• Sección del documento
Un hombre solo contra la mafia y la miseria
El primer aviso mafioso llegó un viernes. Ocho hombres prolijos, bien vestidos y armados para una guerra tomaron por asalto el taller de la escuela gráfica de los chicos pobres, los amenazaron de muerte y se llevaron unos pocos pesos. El segundo aviso fue dado casi tres meses después: encapuchados secuestraron a un adolescente de la Obra Juan XXIII, lo pasearon en un auto bordó y le advirtieron que quemarían tres edificios de la Fundación Pelota de Trapo.
Sesenta días más tarde enviaron el tercer aviso. Levantaron de la calle a un educador, lo metieron en una Ford EcoSport y le dijeron: "Alejate de esa campaña de mierda contra el hambre; éste es el último aviso". Lo golpearon fuertemente, le apuntaron con una pistola y lo dejaron a quince cuadras de la estación Gerli.
La tercera fue la vencida, y entonces Alberto Morlachetti, creador de esa fundación famosa, coordinador del Movimiento Nacional de los Chicos del Pueblo e impulsor de la campaña nacional "El hambre es un crimen", se convenció de que la mafia no se detendría y que todos estaban en peligro de muerte.
No se equivocaba. Desde ese momento ocurrirían todavía cinco ataques más. Interceptaron a una docente en Temperley. Luego raptaron, golpearon y le realizaron perversas heridas leves con un cúter en brazos y piernas a otra educadora de ese movimiento humanitario. A los diez días se la llevaron de nuevo en José C. Paz, la narcotizaron y la dejaron tendida boca arriba en una plaza frente al cementerio de Chacarita. Lo mismo hicieron con otro maestro de un hogar para niños, que apareció tirado en plaza Constitución, y también con un voluntario que dejaron libre en el hipermercado Coto de Lanús después de un viaje de miedo y aprietes.

• Datos para análisis
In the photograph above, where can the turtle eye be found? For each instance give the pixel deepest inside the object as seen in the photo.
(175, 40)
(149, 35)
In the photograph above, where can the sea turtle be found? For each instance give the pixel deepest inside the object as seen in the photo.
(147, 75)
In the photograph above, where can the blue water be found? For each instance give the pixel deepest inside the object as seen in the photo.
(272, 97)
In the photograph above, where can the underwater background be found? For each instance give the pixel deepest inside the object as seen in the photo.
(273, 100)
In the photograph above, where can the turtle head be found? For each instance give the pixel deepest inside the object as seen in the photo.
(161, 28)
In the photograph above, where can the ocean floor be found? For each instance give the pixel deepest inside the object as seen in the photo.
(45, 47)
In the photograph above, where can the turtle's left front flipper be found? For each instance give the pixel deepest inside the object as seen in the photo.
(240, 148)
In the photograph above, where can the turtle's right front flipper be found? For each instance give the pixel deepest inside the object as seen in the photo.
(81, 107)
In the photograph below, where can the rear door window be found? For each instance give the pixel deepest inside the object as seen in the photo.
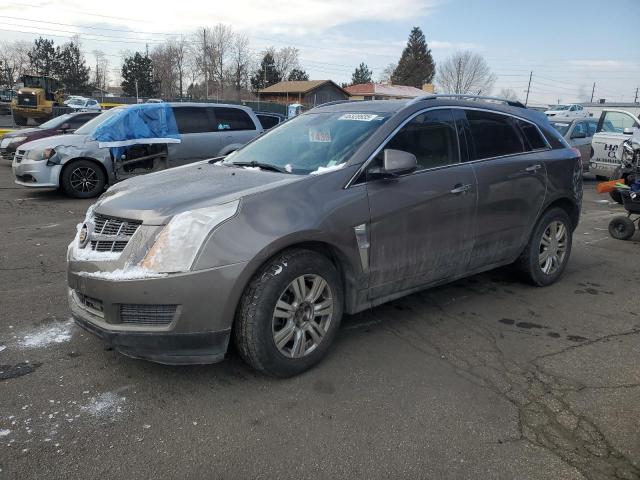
(493, 135)
(192, 120)
(268, 121)
(532, 136)
(232, 119)
(431, 137)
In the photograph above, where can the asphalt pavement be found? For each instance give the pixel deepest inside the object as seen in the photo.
(484, 378)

• Instrucciones de la tarea
Enumere todos los lugares donde, según la crónica sobre los ataques mafiosos, los agresores dejaron o liberaron a sus víctimas.

• Área de respuesta
- A quince cuadras de la estación Gerli
- Una plaza frente al cementerio de Chacarita
- Plaza Constitución
- El hipermercado Coto de Lanús